• _Instructions to follow_
Each record that follows should be transcribed word for word.

• _Extracted material_
++++++++
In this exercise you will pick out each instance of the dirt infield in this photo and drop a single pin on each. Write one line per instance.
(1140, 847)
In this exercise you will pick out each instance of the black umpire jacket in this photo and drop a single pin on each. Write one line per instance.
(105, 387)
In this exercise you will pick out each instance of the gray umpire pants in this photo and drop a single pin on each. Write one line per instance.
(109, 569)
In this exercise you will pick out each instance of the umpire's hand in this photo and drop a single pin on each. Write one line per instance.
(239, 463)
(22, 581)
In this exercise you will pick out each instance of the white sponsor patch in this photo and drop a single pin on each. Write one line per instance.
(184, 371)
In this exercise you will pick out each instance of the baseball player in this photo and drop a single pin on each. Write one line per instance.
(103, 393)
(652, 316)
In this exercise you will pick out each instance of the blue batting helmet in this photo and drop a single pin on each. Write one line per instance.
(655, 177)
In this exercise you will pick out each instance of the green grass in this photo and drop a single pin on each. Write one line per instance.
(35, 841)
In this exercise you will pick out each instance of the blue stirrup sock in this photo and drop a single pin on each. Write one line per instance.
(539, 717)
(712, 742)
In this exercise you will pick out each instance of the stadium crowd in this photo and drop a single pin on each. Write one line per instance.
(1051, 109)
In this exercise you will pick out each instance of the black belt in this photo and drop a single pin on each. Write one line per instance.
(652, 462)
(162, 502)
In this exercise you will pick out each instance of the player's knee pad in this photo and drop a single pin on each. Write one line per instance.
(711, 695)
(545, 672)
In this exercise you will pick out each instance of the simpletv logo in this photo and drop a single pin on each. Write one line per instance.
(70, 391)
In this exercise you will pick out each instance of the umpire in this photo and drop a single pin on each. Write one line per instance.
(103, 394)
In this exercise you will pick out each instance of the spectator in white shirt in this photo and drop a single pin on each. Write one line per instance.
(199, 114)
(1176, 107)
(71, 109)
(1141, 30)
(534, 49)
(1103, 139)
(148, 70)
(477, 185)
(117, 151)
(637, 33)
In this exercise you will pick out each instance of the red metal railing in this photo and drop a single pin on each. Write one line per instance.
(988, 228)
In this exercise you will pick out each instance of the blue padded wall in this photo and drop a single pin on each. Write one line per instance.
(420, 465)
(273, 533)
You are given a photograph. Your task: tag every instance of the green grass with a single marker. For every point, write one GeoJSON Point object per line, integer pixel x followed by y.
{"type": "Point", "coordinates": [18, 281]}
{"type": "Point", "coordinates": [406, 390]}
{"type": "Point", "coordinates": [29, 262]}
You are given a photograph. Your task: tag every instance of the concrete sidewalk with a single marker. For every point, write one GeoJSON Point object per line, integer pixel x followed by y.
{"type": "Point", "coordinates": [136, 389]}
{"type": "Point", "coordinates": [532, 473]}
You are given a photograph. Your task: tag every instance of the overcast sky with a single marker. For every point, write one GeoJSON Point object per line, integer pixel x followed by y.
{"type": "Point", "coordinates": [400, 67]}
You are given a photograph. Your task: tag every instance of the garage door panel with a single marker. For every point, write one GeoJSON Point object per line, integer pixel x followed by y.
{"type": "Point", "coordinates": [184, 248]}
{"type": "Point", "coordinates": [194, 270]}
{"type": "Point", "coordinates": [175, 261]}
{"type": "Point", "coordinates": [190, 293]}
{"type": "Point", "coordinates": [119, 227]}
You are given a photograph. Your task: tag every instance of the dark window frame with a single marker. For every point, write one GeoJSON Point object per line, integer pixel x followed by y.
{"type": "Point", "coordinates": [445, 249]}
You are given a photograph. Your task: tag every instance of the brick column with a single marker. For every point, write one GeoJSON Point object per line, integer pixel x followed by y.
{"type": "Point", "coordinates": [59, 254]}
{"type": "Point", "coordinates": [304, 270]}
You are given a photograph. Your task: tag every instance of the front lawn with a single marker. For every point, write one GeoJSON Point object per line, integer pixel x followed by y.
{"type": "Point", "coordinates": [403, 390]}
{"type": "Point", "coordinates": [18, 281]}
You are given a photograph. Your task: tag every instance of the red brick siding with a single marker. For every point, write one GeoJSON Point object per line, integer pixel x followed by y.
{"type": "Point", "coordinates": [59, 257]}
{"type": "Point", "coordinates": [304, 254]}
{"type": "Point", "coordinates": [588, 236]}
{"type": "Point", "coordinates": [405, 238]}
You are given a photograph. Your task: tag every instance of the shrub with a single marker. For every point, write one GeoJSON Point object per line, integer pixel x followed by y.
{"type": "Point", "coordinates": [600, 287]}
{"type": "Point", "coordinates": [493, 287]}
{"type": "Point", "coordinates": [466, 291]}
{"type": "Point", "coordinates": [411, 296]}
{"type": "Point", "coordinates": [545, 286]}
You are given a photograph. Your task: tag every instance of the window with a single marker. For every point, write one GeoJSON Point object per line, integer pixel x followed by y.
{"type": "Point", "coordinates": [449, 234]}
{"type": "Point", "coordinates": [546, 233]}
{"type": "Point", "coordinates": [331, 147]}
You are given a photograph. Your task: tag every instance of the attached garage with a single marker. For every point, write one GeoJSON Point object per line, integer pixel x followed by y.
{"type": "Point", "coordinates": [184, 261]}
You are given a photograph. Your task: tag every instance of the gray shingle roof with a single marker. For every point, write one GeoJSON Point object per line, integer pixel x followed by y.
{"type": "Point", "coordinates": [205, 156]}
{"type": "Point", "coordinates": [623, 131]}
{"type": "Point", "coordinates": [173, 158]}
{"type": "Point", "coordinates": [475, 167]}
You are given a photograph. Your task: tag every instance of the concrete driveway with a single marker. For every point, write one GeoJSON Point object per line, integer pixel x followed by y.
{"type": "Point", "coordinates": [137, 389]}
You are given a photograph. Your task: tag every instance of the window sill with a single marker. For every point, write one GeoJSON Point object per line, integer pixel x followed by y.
++++++++
• _Exercise answer_
In this exercise you will pick out each instance of the dirt infield in this photo and drop a single pin on each. Write one line per instance.
(1140, 847)
In this exercise you will pick out each instance of the black umpire jacket in this photo and drop a single pin on each. Write one line per instance.
(105, 387)
In this exercise you will pick out each instance of the gray umpire pants in this photo and drop a single pin on each. Write one line per instance.
(109, 569)
In this exercise you will pick out each instance of the umpire's hand in this photo and drop a single pin on each. Write one line per instance.
(239, 463)
(22, 581)
In this exercise you will pick out each instance of the white sponsor patch in this photo and drop a single pin on each. Write one line per instance.
(184, 371)
In this exercise you will pick out each instance of the baseball player in this photo and drop a single pin on each. Write one line per instance.
(103, 393)
(652, 316)
In this exercise you will pick out each instance of the blue batting helmet in this photo and drop a single pin on each. Write one line per instance.
(655, 177)
In this exercise you will pick out each instance of the green grass in this photo and drop a single pin on each. Write one line per instance.
(35, 841)
In this exercise you will pick out each instance of the blue stirrup sock in this photo and drop a single pin on each. Write one line per instance.
(539, 717)
(712, 742)
In this exercise you will pick out each instance of the stadium crowd in this photo and drop a single pin on each. Write one line per instance.
(1051, 109)
In this exercise you will pick out each instance of the black belt in this photo and drop a single pin on each. Write one line per instance.
(652, 462)
(162, 502)
In this exercise you will pick out each instance of the player's knee pad in this photo and drop a single pin on each. Write one line per instance.
(711, 695)
(545, 672)
In this exercise you will pick out each instance of the simpletv logo in this photo and drop a single pin on each. Write one line per instance.
(70, 391)
In this exercise you will pick out each instance of the umpire in this photo and drop a single pin on each. Write one line per instance.
(103, 394)
In this exercise you will pick out each instance of the spectator in white shirt in this photo and drop a single pin on each. Write one line per instance.
(199, 114)
(1176, 107)
(71, 109)
(1141, 30)
(534, 49)
(1103, 139)
(148, 70)
(477, 185)
(117, 151)
(637, 33)
In this exercise you will pick out each instance of the red metal railing in this photo and drop a single pin on each. Write one line per instance.
(988, 228)
In this exercise you will pick out each instance of the blue padded wall in this photo and drop a single pin on each. Write one line per instance.
(420, 465)
(273, 533)
You are given a photograph. Your task: tag every instance of the green grass with a single marker. For every point, write one GeoJSON Point object per line, integer pixel x followed by y.
{"type": "Point", "coordinates": [18, 281]}
{"type": "Point", "coordinates": [406, 390]}
{"type": "Point", "coordinates": [29, 262]}
You are given a photograph. Your task: tag every instance of the concrete sidewalk with a single marker. For every point, write one GeoJSON Point object per line, integer pixel x followed by y.
{"type": "Point", "coordinates": [136, 389]}
{"type": "Point", "coordinates": [532, 473]}
You are given a photograph. Your task: tag every instance of the overcast sky with a single marker. For every point, write one GeoJSON Point object per line, integer pixel x followed by y.
{"type": "Point", "coordinates": [400, 67]}
You are given a photograph. Your task: tag every instance of the garage door panel with a single marker. For every point, write one GeoJSON Point object per line, integer pixel x followed by y.
{"type": "Point", "coordinates": [184, 248]}
{"type": "Point", "coordinates": [194, 270]}
{"type": "Point", "coordinates": [175, 261]}
{"type": "Point", "coordinates": [190, 293]}
{"type": "Point", "coordinates": [119, 227]}
You are given a photograph. Your task: tag every instance of the dark window frame with a single marker. For every point, write one GeoJSON Point object per line, integer pixel x followed by y.
{"type": "Point", "coordinates": [445, 249]}
You are given a photograph. Your task: tag every instance of the brick column with a single marker. For every point, write one GeoJSON Point object per line, integer pixel x followed by y.
{"type": "Point", "coordinates": [59, 254]}
{"type": "Point", "coordinates": [304, 270]}
You are given a photograph. Your task: tag every instance of the front lawn with a single marker. For every point, write one GeoJSON Point object per line, integer pixel x followed by y.
{"type": "Point", "coordinates": [403, 390]}
{"type": "Point", "coordinates": [18, 281]}
You are given a photograph. Your task: tag every instance of the red brick siding with a single marker. For every point, write one GeoJSON Point object per line, integer pixel x followed by y.
{"type": "Point", "coordinates": [59, 257]}
{"type": "Point", "coordinates": [304, 254]}
{"type": "Point", "coordinates": [588, 236]}
{"type": "Point", "coordinates": [405, 238]}
You are given a photograph. Your task: tag every instance of the shrub with a single marker. For every point, write one GeoJSON Point object per line, integer pixel x followed by y.
{"type": "Point", "coordinates": [600, 287]}
{"type": "Point", "coordinates": [493, 287]}
{"type": "Point", "coordinates": [466, 291]}
{"type": "Point", "coordinates": [411, 296]}
{"type": "Point", "coordinates": [545, 286]}
You are given a photograph. Your task: tag every instance of the window with a single marker. For every point, write one GeoJSON Point object per line, integer pixel x followed by y.
{"type": "Point", "coordinates": [449, 234]}
{"type": "Point", "coordinates": [546, 233]}
{"type": "Point", "coordinates": [331, 147]}
You are given a photograph. Your task: tag every instance of the attached garage with a single marker. For every point, write one GeoJSON Point object per line, integer pixel x followed by y.
{"type": "Point", "coordinates": [184, 261]}
You are given a photograph. Your task: tag every instance of the gray shingle roof with a single marker. For every point, write one GeoJSON Point object per line, integer pixel x followed by y.
{"type": "Point", "coordinates": [205, 156]}
{"type": "Point", "coordinates": [623, 131]}
{"type": "Point", "coordinates": [173, 158]}
{"type": "Point", "coordinates": [475, 167]}
You are given a photograph. Your task: tag every instance of the concrete driveway with a single marker. For every point, write one GeoJSON Point object per line, integer pixel x followed by y.
{"type": "Point", "coordinates": [137, 389]}
You are given a photograph. Your task: tag every instance of the window sill with a single marker. For every point, write one GeoJSON Point object per line, integer pixel x followed by y.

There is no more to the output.